- **EXTRAIT**
::::::

Au chapitre des tragédies modernes — ou modernisées — il faut noter, après le bref passage de la Schaubühne à l'Odéon, où Peter Stein a présenté sa version de Gross und Klein, la superbe mise en scène de la Trilogie du revoir, de Botho Strauss, réglée avec sa précision et sa rigueur habituelles par Claude Régy, à qui l'on est déjà redevable de la découverte en France de Peter Handke. Le théâtre allemand est à l'ordre du jour, nouveau phare de l'art dramatique. C'est ainsi que la Comédie de Caen s'est intéressée au Nouveau Menoza de Lenz, dans une présentation toujours fortement influencée par l'esthétique de Stein, tandis qu'André Engel, à Strasbourg, nous offrait sa vision de la Penthésilée de Kleist. Vision est le mot pour ce spectacle enneigé, véritable tableau surréaliste d'une beauté à couper le souffle, même si ses intentions demeuraient souvent nébuleuses, noyées dans la brume d'un rêve néanmoins très frappant. Plus claires ont paru les Histoires de la forêt viennoise, où le réalisme onirique d'Odon von Horvath, auteur des années 30, retrouvait, à la lumière de la crise présente, des résonances singulièrement actuelles, écho d'un désarroi semblable au nôtre, dans une société bourgeoise en pleine décomposition. Poussant un peu plus au nord, on remarquera le regain d'attention que suscite le vieil Ibsen, dont on a dépoussiéré deux drames, abandonnés depuis des lustres au sommeil du répertoire. À cause d'une mise en scène trop fantasque pour en éclairer le sujet autant qu'on l'aurait souhaité. Le canard sauvage, vu par Lucian Pintilié, a quelque peu désorienté le spectateur d'aujourd'hui, moins sensible aux leçons sociales du Norvégien, mais le Peer Gynt de Chéreau, joué par le sauvage Gérard Desarthe, n'a pas manqué de retenir le public de Villeurbanne. En deux journées successives, cette gigantesque saga poétique devenait le voyage d'initiation d'un héros mythique, perdu dans les fjords de l'absolu, avec, sur fond sombre, quelques scènes admirables comme la mort d'une mère, où Maria Casarès a trouvé des accents poignants pour dire, en toute simplicité, l'amour, le renoncement, la paix des fins dernières.

C'est également de Villeurbanne que nous sont venus Don Juan — toujours avec Desarthe — et Athalie, tels que les a remodelés Roger Planchon, avec un luxe de commentaires et d'accompagnements visuels qui en faisaient des opéras parlés. La tragédie de Racine, en particulier, y gagnait en « suspense », véritable bande dessinée judéo-Grand Siècle où le penchant du metteur en scène pour le baroque se donnait libre cours. En dépit des criailleries de certains défenseurs de l'orthodoxie racinienne, le show de Planchon a séduit les jeunes, qui ont découvert à travers cette extravagante lecture un classique prodigieusement transfiguré, alors que Don Juan, pièce plus sobre, se fût peut-être mieux passé de ce pompeux contrepoint.

::::::

- **MATÉRIEL FOURNI**
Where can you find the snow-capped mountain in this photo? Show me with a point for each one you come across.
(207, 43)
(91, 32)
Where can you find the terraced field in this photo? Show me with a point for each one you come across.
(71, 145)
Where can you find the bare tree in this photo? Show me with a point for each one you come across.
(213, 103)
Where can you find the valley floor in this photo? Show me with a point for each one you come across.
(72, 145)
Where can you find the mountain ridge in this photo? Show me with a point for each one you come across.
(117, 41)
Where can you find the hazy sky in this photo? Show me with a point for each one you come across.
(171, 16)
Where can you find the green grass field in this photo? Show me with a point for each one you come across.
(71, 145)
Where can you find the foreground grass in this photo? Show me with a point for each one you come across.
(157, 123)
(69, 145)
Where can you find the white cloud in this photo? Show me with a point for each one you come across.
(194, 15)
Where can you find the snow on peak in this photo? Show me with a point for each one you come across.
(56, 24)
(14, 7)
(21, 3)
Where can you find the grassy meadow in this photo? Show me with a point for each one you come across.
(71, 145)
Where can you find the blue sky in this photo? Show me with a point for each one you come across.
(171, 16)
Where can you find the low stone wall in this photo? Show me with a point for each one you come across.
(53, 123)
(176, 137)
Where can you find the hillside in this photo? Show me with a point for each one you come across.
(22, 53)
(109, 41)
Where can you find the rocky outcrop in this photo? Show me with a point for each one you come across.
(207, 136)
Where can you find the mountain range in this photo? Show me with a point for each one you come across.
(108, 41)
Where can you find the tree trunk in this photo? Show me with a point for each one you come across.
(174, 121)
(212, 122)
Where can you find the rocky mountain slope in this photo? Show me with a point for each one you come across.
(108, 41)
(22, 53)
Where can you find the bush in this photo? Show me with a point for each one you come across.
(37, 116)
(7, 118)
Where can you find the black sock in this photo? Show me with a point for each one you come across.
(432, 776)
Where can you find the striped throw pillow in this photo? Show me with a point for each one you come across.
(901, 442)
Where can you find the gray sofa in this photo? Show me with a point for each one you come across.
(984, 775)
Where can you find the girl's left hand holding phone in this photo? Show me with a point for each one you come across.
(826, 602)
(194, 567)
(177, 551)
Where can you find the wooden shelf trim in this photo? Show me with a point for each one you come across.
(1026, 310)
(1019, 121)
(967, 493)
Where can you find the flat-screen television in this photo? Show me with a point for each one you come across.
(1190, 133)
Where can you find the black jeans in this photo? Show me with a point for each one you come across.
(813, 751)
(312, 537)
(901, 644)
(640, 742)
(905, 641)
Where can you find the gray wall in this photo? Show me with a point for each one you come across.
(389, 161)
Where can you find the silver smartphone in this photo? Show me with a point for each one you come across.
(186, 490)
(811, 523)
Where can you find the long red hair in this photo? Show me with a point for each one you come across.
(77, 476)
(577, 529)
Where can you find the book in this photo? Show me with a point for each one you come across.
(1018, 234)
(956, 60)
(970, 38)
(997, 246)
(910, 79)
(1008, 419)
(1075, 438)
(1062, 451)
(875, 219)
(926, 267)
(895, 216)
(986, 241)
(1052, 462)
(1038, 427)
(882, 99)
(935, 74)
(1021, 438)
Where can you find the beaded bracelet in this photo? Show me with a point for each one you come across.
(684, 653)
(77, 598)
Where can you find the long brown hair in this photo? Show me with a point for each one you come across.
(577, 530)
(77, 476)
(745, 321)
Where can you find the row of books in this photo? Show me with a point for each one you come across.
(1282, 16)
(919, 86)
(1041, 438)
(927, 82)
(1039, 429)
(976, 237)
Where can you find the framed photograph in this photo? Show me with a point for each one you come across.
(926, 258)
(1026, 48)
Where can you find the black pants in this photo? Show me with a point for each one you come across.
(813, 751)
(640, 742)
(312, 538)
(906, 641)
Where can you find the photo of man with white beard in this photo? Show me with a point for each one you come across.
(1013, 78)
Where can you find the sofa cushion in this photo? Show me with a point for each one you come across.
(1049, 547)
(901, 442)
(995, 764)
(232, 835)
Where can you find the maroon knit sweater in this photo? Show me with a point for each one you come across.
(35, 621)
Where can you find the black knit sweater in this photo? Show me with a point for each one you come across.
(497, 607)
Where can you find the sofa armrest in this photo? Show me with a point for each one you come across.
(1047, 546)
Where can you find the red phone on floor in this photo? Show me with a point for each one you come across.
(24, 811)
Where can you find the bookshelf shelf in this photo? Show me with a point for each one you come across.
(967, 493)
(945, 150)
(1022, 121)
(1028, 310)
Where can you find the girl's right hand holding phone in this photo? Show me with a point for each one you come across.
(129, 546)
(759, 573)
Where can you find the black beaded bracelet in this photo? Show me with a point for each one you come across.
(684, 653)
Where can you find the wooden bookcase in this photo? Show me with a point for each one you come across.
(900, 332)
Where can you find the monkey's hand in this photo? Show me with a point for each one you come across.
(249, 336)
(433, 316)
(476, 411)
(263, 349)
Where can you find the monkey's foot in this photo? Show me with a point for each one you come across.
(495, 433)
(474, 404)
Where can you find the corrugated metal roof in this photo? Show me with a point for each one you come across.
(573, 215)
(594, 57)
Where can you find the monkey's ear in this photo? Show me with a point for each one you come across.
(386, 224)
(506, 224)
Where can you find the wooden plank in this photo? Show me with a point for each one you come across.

::::::

Prolongez la chronique sur la saison théâtrale à partir de sa dernière phrase.

- **RÉPONSE**
Dépouillement

Car la tendance des metteurs en scène contemporains serait plutôt à l'excessif dépouillement qu'à ces délirants ajouts. Même Jorge Lavelli, qui donne souvent dans le lyrique, est resté très mesuré dans sa conception du Conte d'hiver, présenté en Avignon puis à Paris. Il l'a transformé en ballet champêtre, d'une naïveté soulignée, légèrement parodique, sur le thème de la jalousie et de l'amour impossible, une œuvre où Roland Bertin, avant d'entrer à la Comédie-Française, aura trouvé l'un de ses meilleurs rôles « dans le civil ». Sans fioritures non plus fut l'Edouard II de Marlowe, tel que l'a conçu le dogmatique mais talentueux Sobel, dans son fief de Gennevilliers. Plateau, robes de bure et chemise de nuit, la luxuriance élizabéthaine s'est réduite chez lui à des jeux de lumière et à une analyse plutôt politique et morale, ou la folie du pouvoir se montrait dans sa férocité barbare, dans sa veulerie sans rémission. Roi sans couronne, Philippe Clevenot y avait de beaux moments tragiques, saisissants. Et, pour rester dans le même ton, citons aussi les débuts dans la mise en scène de François Marthouret, élève ou mieux disciple de Brook, dont La tempête shakespearienne, un peu trop conforme aux leçons du maître dans sa sobriété rigoureuse, révélait cependant une sensibilité propre, et prometteuse.